The Übermensch, or Superman, is a concept the 19th century German philosopher Nietzsche created that described a future individual who would overcome the values of the masses and create his or her own values based on a desire or will to power. In Nietzsche’s book The Genealogy of Morals, he describes two types of moralities: master and slave. Nietzsche famously attacked Christian values as being slave-morality or the values of the oppressed, some of these values being shame and humility. Slave-values were propagated while these masses lived under oppressive regimes. It was one way to empower themselves and collectively organize against their rulers. Master-morality is its converse, which includes values such as pride and strength. The importance of Nietzsche’s philosophy was to reveal that our sense of right and wrong is not all together natural. Good and evil are social constructs, he argues.

To Nietzsche, slave-morality has a genealogy or history that leads to Judaism which was under the rule of the Roman Empire, most importantly during the time of Christ. The Roman Empire had a different, more master-morality or code of ethics — that of the great Olympic pantheon. As some have argued, this pantheon goes back further than even the Greek to proto-civilizations where the highest god was Pan instead of Zeus. Nietzsche preferred this diversity of gods that the pantheon presented because it allowed the population to choose its own set of values from a plethora of gods. It was Christianity that, for many socio-economic reasons, became popular because of the rise of the merchant class. Democracy worked well with Christian values.

Actions to take.
1. Which values does the passage on Nietzsche's master and slave morality name as belonging to either kind of morality? List every one it gives.
2. According to the passage on Nietzsche's master and slave morality, why did Nietzsche prefer the diversity of gods in the pantheon?
3. Resume the passage on Nietzsche's master and slave morality, continuing from its last sentence.

Excerpted data.
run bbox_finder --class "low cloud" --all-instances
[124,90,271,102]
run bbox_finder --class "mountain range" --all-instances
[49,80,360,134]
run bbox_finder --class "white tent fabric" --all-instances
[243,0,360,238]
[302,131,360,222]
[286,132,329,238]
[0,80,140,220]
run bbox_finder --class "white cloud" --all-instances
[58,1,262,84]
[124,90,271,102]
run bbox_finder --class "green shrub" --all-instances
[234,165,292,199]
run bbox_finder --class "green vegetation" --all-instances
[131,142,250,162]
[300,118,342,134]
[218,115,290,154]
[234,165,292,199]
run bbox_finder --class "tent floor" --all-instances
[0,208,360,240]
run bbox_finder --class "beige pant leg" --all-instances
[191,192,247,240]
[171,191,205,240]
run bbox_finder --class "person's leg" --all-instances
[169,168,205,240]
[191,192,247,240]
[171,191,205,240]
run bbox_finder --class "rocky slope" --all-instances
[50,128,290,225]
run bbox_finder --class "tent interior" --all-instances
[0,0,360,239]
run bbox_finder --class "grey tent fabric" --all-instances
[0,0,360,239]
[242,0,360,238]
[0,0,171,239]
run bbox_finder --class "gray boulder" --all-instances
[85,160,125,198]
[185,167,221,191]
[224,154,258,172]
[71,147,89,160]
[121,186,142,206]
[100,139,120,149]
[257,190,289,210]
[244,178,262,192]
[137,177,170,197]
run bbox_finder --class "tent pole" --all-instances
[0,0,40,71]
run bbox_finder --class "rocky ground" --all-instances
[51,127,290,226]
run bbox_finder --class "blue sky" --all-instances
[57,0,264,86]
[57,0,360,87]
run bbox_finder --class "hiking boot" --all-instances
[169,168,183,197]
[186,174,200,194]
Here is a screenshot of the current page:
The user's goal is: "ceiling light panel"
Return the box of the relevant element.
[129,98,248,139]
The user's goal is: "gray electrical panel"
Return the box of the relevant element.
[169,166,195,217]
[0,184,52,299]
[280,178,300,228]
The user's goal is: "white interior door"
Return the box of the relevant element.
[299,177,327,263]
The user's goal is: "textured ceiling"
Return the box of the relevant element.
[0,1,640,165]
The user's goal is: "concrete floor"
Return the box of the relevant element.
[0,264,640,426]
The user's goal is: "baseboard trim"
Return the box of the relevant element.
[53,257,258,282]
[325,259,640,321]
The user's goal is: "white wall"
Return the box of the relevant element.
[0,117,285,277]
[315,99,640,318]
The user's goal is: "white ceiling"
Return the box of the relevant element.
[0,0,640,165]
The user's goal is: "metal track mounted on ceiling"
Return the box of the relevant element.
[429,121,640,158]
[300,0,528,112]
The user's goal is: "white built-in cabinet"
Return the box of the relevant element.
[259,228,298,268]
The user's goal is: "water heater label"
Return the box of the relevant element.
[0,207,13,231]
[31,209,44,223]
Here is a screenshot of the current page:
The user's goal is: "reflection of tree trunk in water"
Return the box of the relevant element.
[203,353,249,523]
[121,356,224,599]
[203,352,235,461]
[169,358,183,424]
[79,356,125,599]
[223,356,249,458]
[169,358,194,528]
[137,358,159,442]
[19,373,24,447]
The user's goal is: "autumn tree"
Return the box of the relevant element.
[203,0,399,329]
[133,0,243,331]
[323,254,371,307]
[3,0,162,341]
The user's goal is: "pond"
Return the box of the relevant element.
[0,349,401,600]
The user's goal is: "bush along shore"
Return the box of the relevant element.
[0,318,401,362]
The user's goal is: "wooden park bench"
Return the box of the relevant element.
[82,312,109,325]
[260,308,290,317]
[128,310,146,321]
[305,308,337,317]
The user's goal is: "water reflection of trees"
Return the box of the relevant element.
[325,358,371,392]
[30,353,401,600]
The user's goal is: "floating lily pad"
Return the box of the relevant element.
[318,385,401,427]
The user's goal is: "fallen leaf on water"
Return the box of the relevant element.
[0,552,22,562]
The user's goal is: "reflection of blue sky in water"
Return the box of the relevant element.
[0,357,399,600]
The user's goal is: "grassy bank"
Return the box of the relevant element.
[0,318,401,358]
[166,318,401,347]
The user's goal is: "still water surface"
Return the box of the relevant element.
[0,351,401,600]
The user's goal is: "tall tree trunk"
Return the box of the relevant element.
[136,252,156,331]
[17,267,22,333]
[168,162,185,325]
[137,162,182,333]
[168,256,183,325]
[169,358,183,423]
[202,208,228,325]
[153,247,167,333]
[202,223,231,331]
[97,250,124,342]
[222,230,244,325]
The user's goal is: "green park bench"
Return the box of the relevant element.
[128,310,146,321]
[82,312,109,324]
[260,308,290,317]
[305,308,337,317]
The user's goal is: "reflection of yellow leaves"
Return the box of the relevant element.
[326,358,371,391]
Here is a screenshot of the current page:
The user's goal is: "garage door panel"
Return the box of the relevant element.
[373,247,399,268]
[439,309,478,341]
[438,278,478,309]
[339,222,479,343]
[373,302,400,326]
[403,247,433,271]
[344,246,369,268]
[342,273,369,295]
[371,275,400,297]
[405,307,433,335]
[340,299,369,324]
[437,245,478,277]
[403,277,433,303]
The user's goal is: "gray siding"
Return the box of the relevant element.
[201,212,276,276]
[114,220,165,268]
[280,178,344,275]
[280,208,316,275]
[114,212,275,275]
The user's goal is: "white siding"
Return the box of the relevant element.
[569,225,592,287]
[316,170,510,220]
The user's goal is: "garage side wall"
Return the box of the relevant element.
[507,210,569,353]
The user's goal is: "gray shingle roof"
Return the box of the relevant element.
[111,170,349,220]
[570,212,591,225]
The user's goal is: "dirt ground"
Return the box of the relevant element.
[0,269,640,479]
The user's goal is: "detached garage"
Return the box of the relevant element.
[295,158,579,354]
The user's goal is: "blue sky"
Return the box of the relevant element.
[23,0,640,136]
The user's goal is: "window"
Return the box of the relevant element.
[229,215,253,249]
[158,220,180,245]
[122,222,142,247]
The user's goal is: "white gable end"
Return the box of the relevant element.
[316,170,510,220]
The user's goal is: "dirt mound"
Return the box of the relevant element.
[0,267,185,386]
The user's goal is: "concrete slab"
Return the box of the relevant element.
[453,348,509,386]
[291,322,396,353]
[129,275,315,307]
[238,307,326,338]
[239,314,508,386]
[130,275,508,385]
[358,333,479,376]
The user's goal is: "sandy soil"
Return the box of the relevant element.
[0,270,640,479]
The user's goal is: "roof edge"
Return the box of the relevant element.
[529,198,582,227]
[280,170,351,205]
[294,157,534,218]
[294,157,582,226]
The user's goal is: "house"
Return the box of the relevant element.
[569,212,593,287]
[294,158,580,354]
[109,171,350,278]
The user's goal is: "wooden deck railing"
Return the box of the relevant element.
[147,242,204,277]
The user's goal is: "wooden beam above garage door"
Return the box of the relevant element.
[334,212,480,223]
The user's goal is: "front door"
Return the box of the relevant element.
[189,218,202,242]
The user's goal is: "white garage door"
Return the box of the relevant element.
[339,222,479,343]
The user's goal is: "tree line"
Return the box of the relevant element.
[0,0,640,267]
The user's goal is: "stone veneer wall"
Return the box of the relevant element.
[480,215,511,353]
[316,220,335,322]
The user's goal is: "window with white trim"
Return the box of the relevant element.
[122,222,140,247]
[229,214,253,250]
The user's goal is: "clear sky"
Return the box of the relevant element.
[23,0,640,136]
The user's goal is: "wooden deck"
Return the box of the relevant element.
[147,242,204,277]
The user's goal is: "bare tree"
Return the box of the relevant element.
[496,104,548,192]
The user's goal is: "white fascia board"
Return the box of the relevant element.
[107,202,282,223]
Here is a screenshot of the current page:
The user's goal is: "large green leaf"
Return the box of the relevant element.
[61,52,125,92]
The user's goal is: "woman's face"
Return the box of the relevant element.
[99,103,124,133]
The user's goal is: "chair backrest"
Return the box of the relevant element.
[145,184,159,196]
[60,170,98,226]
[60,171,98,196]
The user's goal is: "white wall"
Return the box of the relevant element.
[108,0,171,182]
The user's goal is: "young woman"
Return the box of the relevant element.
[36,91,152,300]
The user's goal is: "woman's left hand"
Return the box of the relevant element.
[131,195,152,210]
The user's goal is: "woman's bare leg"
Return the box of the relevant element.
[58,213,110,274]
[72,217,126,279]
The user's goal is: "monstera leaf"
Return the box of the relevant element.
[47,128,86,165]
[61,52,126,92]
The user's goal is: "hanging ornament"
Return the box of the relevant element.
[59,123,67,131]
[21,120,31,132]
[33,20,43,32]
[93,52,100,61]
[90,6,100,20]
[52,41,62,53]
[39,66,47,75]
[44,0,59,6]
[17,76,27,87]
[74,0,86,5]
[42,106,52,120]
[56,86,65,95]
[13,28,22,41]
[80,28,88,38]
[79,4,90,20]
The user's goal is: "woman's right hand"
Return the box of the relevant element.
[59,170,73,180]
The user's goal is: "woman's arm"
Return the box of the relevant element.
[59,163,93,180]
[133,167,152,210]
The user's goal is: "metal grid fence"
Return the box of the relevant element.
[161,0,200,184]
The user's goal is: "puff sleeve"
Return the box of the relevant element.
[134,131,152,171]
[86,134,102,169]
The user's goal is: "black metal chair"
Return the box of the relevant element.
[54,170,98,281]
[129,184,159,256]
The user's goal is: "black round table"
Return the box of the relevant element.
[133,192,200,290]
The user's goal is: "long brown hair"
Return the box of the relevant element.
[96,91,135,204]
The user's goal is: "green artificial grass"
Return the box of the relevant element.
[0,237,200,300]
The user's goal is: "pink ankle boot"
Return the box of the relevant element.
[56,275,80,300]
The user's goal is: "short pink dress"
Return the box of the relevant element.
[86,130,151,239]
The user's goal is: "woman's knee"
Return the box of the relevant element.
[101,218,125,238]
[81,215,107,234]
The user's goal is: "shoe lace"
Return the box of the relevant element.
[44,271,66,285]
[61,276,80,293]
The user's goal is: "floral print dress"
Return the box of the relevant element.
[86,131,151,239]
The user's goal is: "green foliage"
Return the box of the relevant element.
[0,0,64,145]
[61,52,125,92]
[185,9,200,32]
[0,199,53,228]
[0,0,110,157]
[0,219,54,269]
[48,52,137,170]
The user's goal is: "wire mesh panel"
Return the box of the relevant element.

Results for the exercise.
1.
Slave-morality: shame, humility
Master-morality: pride, strength

2. He preferred it because it let the population choose its own set of values from a plethora of gods.

3.
Christianity with its monotheist God later defeated the polytheist pantheon in terms of belief amongst citizens and was even adopted later by the great Roman emperor Constantine who, before a great battle, famously saw a vision in the afternoon sky: a bright symbol with the words “by this sign conquer.” It was a symbol that, to Constantine, resembled a cross.
In the Genealogy of Morals, Nietzsche also introduces the dichotomy of the Apollonian vs. the Dionysian or the rational and ordered vs. the creative and chaotic. Based on the Greek gods, these concepts represented to him the duality of man’s nature. He later regretted making such a clear dichotomy or opposition between the two concepts. Nevertheless, more often, Nietzsche chose to appeal to Dionysus. Man had gotten too self-policing by taking on the slave-morality of Christianity, which at the time had become the dominant force in the Western world and, arguably, not the democratic version it was intended to be. Dionysus, or the Dionysian, was a way out of slave-morality and back to a will to power or production of greater men such as the mighty warriors and leaders as told in Greek and Roman history and folklore. Nietzsche, in some ways, was not only fighting slave-morality but what he saw as the fascism of the Christian church. He was a dreamer. The idea that the masses could take on such other values was something Nietzsche himself knew was idealistic at best. What Nietzsche was actually fighting was what many had called the “truth” at the time –– blind faiths that did not recognize how these truths were created by men. The Übermensch, as an alternative solution, is a high goal or North Star a person should try to work towards — it is a rare individual who rises out of the herd, as Nietzsche liked to say in reference to the bovine masses.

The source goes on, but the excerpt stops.